▶ _WHAT THE EXERCISE ASKS_
Locate every line in the items below that contains the string "green", and copy each such line. The match is case-sensitive.

MATERIAL TO PROCESS start

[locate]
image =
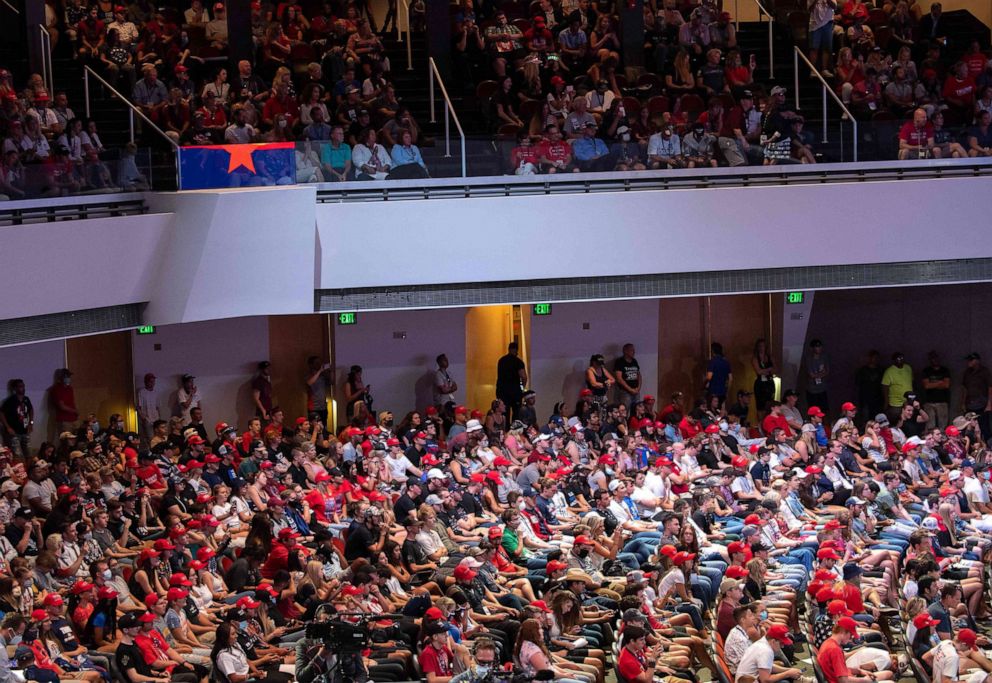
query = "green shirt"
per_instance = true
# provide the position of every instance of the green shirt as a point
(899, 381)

MATERIAL TO PROCESS end
MATERIAL TO PROCESS start

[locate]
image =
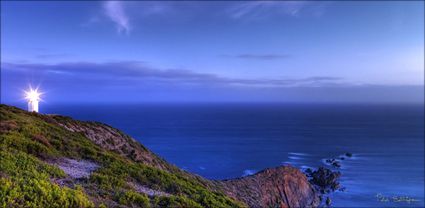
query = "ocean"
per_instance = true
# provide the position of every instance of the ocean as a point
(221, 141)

MATERIAL TO PROCESS end

▶ _FULL ANSWER_
query = "green shirt"
# provide the position of every instance of the green shirt as a point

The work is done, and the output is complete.